**Stated goal**
Locate each line in the entries below that contains the word "shadow", matching case, and copy those lines out.
-- START Record extracts --
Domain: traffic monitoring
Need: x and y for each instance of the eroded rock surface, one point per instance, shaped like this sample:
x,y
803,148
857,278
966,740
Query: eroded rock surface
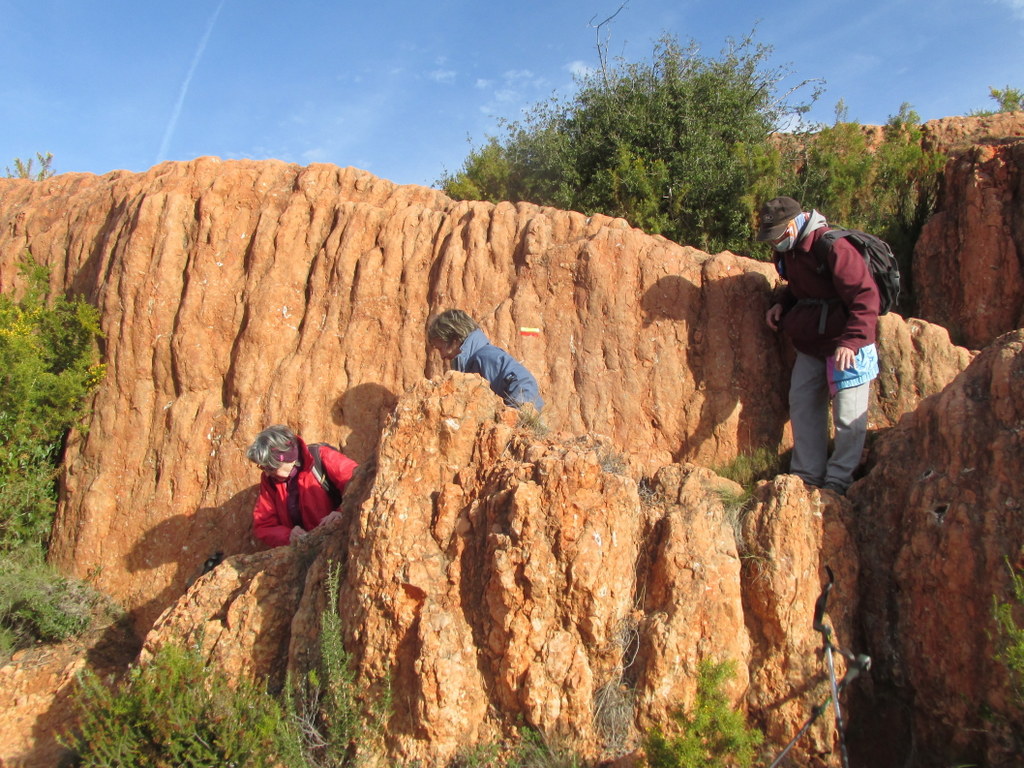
x,y
235,295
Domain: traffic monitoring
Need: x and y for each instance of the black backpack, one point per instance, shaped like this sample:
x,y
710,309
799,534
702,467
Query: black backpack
x,y
323,477
879,256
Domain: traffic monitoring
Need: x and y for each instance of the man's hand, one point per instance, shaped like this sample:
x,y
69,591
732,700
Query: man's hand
x,y
844,357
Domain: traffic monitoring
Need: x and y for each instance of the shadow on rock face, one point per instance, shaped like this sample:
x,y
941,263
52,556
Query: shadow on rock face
x,y
192,544
363,409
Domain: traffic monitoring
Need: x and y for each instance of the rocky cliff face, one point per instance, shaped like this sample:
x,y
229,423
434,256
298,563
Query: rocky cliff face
x,y
969,261
239,295
493,577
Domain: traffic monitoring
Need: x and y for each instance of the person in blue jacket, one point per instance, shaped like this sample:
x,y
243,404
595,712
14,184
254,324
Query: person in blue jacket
x,y
457,337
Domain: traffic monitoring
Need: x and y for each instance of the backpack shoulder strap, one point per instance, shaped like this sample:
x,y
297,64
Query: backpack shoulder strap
x,y
823,245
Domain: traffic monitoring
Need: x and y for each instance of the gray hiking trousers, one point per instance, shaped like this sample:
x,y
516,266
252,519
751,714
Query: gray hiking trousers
x,y
809,413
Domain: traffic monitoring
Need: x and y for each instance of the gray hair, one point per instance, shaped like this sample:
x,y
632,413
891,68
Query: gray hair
x,y
452,325
275,439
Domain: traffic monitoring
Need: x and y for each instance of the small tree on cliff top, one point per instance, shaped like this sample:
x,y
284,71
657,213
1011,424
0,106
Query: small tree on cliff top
x,y
23,168
655,142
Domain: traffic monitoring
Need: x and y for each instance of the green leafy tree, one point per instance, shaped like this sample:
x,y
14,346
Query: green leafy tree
x,y
1009,99
24,169
48,367
889,187
663,143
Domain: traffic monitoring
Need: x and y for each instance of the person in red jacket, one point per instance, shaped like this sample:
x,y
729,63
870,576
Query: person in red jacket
x,y
829,309
292,502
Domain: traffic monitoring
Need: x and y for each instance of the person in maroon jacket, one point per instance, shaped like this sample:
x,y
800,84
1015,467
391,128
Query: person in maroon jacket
x,y
292,501
829,309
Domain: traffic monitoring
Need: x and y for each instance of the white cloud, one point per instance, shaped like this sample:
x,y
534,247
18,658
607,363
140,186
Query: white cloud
x,y
441,76
579,69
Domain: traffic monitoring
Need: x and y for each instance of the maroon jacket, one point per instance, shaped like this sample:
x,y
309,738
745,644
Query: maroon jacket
x,y
270,521
853,311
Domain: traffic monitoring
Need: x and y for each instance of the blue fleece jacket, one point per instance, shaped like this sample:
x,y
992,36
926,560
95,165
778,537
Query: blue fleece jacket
x,y
509,378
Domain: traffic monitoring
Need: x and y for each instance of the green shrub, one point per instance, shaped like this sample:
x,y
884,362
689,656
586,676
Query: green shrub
x,y
713,734
38,604
178,711
751,467
326,707
1011,634
48,367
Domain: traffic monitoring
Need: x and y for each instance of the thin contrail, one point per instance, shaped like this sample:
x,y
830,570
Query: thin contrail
x,y
162,155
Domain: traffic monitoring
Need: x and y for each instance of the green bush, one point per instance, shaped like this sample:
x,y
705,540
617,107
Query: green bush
x,y
48,367
1011,634
326,706
658,142
47,370
712,734
38,604
178,711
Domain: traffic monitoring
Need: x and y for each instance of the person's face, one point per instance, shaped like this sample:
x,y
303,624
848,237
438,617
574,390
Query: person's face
x,y
448,349
281,472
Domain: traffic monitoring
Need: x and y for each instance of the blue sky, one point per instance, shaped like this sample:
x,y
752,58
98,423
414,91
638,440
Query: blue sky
x,y
403,89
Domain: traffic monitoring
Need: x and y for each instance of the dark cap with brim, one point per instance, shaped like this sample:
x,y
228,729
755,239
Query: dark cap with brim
x,y
775,216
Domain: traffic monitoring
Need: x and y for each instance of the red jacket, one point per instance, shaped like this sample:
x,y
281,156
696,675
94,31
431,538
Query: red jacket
x,y
270,521
853,313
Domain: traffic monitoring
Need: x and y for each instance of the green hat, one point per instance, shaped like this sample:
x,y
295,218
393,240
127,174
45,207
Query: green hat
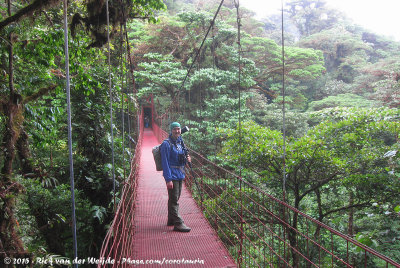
x,y
174,125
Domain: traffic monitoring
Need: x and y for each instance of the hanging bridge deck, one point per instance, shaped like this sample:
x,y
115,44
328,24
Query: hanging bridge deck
x,y
153,239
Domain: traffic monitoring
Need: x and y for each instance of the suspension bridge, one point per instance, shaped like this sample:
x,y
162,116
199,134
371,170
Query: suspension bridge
x,y
239,225
234,223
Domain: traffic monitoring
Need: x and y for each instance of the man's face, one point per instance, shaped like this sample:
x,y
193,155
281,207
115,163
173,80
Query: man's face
x,y
176,132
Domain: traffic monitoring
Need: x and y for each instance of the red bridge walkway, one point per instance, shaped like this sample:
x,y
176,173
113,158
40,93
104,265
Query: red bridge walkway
x,y
154,241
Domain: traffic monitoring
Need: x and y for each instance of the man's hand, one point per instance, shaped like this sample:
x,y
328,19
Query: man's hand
x,y
170,185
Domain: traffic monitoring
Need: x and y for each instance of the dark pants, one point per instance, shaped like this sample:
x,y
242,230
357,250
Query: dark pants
x,y
173,206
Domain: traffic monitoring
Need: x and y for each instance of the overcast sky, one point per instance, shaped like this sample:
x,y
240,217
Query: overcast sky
x,y
381,17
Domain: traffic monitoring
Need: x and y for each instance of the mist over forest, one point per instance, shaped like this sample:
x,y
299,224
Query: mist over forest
x,y
336,83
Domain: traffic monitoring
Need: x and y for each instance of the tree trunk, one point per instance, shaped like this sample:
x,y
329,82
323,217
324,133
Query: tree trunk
x,y
350,229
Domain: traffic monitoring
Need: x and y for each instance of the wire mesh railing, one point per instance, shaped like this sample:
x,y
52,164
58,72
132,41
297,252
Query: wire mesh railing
x,y
260,230
257,229
118,242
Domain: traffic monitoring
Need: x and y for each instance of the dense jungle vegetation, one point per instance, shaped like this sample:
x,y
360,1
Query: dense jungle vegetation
x,y
342,98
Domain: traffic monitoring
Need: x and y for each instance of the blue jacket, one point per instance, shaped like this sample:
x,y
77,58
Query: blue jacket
x,y
170,151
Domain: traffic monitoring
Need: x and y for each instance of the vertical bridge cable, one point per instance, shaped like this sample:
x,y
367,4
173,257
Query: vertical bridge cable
x,y
71,162
111,101
122,101
240,253
283,111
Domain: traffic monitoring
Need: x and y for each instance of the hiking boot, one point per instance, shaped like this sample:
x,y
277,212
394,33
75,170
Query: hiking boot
x,y
182,228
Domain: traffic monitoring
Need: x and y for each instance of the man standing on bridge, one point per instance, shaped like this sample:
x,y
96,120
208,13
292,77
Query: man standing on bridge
x,y
173,159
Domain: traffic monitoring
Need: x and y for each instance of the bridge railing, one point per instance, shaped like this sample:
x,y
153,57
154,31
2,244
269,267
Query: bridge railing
x,y
260,230
118,242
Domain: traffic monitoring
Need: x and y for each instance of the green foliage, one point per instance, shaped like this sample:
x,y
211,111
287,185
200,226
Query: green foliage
x,y
341,100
-- END Record extracts --
**Solution for this exercise**
Need: x and y for each instance of the shadow on rock face, one point per instance, shaped like this sample:
Query: shadow on rock face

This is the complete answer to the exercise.